[Entries from a point annotation set]
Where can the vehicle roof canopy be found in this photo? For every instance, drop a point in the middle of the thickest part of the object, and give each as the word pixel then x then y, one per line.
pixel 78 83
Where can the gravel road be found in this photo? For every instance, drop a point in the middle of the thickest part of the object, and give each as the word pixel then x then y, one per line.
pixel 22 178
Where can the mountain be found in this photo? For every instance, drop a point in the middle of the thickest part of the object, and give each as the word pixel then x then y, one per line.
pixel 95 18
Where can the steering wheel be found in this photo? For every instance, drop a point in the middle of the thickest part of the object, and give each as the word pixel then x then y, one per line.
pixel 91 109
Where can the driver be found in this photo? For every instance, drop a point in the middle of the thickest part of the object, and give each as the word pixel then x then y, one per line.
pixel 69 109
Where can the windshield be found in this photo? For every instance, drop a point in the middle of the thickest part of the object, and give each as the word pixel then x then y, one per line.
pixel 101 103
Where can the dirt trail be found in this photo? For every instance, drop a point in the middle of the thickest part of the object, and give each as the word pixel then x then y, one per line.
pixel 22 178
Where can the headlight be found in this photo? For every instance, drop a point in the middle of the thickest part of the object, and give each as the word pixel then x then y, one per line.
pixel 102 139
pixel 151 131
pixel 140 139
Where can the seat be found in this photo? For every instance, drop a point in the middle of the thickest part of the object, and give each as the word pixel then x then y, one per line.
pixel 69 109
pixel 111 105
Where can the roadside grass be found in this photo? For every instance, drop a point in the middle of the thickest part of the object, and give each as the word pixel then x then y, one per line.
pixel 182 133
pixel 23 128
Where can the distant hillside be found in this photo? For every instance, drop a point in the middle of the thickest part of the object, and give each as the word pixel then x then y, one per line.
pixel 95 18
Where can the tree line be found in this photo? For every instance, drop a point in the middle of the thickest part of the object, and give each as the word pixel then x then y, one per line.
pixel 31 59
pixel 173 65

STATED TASK: Return, word for word, the lines of the records above, starting with the line that contains "Where can the headlight" and going on through the line that contains "pixel 140 139", with both of those lines included.

ANSWER BELOW:
Where can the headlight be found in this photo? For every instance, drop a point in the middle of the thickest part of the object, and give each as the word pixel then x then y, one per line.
pixel 102 139
pixel 151 131
pixel 140 139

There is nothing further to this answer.